ZU ERLEDIGENDE AUFGABEN ::
• a. Entnimm der Forumsdiskussion zum Zalman VF3000N wörtlich die Passage, die bei „Der Kühlkörper finde“ beginnt und bei „bestimmt richtig laut.“ endet.
• b. Schreib die Forumsdiskussion zum Zalman VF3000N im Anschluss an ihren letzten Satz weiter.

Von Zalman erwartet wirklich längst niemand mehr was anderes als B Ware, schenkt den einem Praktikanten und testet lieber Prolimatech MK-13 und Thermalright Spitfire im Vergleichstest auf einer GTX480, die sollen doch beide damit kompatibel sein?
Besonders auf den Spitfire wäre ich da gespannt, der sieht zwar cool aus aber auch als ob der Lüfter dann direkt an der Seitenwand vom Case "klebt" und gar nicht richtig Luft ansaugen kann.


----------



## FortunaGamer (12. April 2010)

*AW: Zalman VF3000N: Neuer VGA-Kühler im Testlabor*

Der Kühlkörper finde ich nicht schlecht kann bestimmt nicht schlecht kühlen, aber um die Lüfter mach ich mir sorgen, die werden bestimmt richtig laut.


----------



## lordraphael (12. April 2010)

*AW: Zalman VF3000N: Neuer VGA-Kühler im Testlabor*

Hallo das ist ein Zalman Kühler der kann nur schlecht sein 

Also im Ernst ich erwarte da nichts weltbewegendes........


----------



## Genghis99 (13. April 2010)

*AW: Zalman VF3000N: Neuer VGA-Kühler im Testlabor*

Ich habe meine GTX275 mit einem Thermalright TRAD2 ausgestattet und die Lüfter nochmals gegen geregelte Scythe Kama PWM 92mm (2600 RPM max) getauscht.

Karte (702/1512-1134 MHz) bleibt (abhängig von der Raumtemp.) Idle bei 42/37° und erreicht unter Furmark weder 80° noch 2000 rpm Lüfterdrehzahl. Ausser einem Rauschen ist nix zu hören - eine GTX480 ist eine Kreischorgie dagegen (siehe/höre PCGH Video). 

Allerdings nenne ich meinen PC nicht "Silent" sondern "nicht nervend". So um die 2 Sone wird er unter Last wohl produzieren.


----------



## Ahab (13. April 2010)

*AW: Zalman VF3000N: Neuer VGA-Kühler im Testlabor*



lordraphael schrieb:


> Hallo das ist ein Zalman Kühler der kann nur schlecht sein
> 
> Also im Ernst ich erwarte da nichts weltbewegendes........



Nanana.  Sicher, Zalman hat nicht die leisesten Kühler am Start, schlecht sind die aber sicher nicht, de facto haben sie mit dem CNPS 9900 und CNPS 10x mit die stärksten Kühler gucken lassen. Qualitativ ist Zalman wirklich hochwertig, nur eben nicht leise. Schade eigentlich... 

Da macht der VF3000 sicher auch keine Ausnahme. Ist es so schwer zwei 120mm Lüfter einzusetzen? 1300RPM minimal ist äußerst verbesserungswürdig. Und 2000 unter Last? Naja, sicher immernoch weitaus leiser als das Referenzdesign.


----------



## push@max (13. April 2010)

*AW: Zalman VF3000N: Neuer VGA-Kühler im Testlabor*

Schade, dass er nicht auf die neuen Geforce-Karten passt.

BEREITGESTELLTE ANGABEN ::
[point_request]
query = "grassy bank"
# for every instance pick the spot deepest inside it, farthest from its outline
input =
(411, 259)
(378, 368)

* * *

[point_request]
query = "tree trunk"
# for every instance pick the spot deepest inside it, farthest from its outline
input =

--

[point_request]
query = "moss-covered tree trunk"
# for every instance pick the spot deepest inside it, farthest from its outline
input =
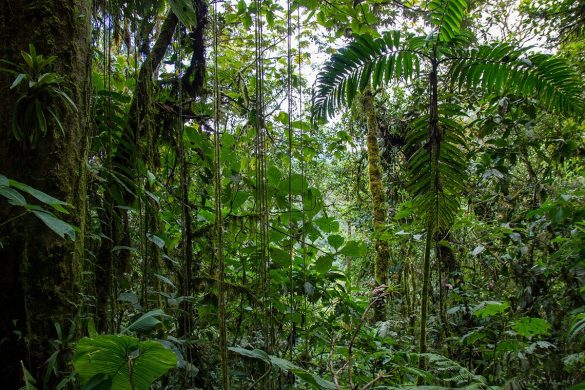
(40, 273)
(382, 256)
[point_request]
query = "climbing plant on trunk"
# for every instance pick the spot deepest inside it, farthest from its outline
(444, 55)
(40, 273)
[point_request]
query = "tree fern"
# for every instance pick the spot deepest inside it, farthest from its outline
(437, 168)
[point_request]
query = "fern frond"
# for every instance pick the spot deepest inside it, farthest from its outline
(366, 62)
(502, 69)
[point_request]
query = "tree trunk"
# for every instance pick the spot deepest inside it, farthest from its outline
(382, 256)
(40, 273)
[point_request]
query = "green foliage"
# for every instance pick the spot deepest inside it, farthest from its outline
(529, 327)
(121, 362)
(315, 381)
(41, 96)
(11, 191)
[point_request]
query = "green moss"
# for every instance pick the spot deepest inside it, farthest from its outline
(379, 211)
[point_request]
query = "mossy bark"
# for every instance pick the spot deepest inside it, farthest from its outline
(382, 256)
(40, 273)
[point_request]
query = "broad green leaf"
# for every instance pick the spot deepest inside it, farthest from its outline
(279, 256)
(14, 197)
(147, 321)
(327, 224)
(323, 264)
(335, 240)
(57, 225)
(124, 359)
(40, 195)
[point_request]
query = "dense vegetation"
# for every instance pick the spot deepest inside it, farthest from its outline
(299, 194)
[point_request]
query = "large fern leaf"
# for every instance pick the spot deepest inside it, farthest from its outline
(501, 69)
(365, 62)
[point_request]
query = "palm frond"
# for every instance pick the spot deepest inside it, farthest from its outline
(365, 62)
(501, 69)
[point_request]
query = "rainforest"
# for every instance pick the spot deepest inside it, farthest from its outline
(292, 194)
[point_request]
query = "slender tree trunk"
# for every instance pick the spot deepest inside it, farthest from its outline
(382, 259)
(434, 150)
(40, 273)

ERGEBNISSE IN REIHENFOLGE ::
• a.
Der Kühlkörper finde ich nicht schlecht kann bestimmt nicht schlecht kühlen, aber um die Lüfter mach ich mir sorgen, die werden bestimmt richtig laut.

• b.
Da könnte Zalman jetzt bestimmt ein paar Exemplare absetzen.


----------



## kress (13. April 2010)

*AW: Zalman VF3000N: Neuer VGA-Kühler im Testlabor*



push@max schrieb:


> Schade, dass er nicht auf die neuen Geforce-Karten passt.
> 
> Da könnte Zalman jetzt bestimmt ein paar Exemplare absetzen.



Naja, ich denke, wer sich ne Gtx470/80 rausgesucht hat, wird bestimmt nicht zu einem Zalman greifen.


----------



## MorPheuZ76 (26. Mai 2010)

*AW: Zalman VF3000N: Neuer VGA-Kühler im Testlabor*

Ist aber witzig, Zotac hat genau den Kühler druff:

Hardwareluxx - Test: Zotac GeForce GTX 480 AMP! Edition

@PCGH: Ist das Zotac exklusiv oder passt der nun auf ne GF100 ?


----------



## PCGH_Marc (26. Mai 2010)

*AW: Zalman VF3000N: Neuer VGA-Kühler im Testlabor*

Passt.

Test gibt's in der 08/2010.


----------



## Holdrio (26. Mai 2010)

*AW: Zalman VF3000N: Neuer VGA-Kühler im Testlabor*

Da bin ich mal gespannt ob die Lärmwerte gleich sind wie beim Hardwareluxx Test, da muss man gleich zweimal hinschauen. 
Trotz neuem Stromverbrauchsrekord wegen OC soll die Zotac AMP mit dem Zalman unter Last sogar deutlich leiser sein als 5830/50/70 und GTX285.

Das wäre ja ein Ding wenn ausgerechnet dieses eher mickrig und billig wirkende Zalmankühlerle sogar die Lärmprobleme der 480 früher als erwartet beseitigen würde.



kress schrieb:


> Naja, ich denke, wer sich ne Gtx470/80 rausgesucht hat, wird bestimmt nicht zu einem Zalman greifen.



Dachte ich bis gestern auch, offenbar muss man bei Zalman aber wieder etwas umdenken.


----------



## MorPheuZ76 (27. Mai 2010)

*AW: Zalman VF3000N: Neuer VGA-Kühler im Testlabor*



PCGH_Marc schrieb:


> Passt.
> 
> Test gibt's in der 08/2010.


 

Danke Marc Da darf man gespannt sein...


----------



## MorPheuZ76 (27. Mai 2010)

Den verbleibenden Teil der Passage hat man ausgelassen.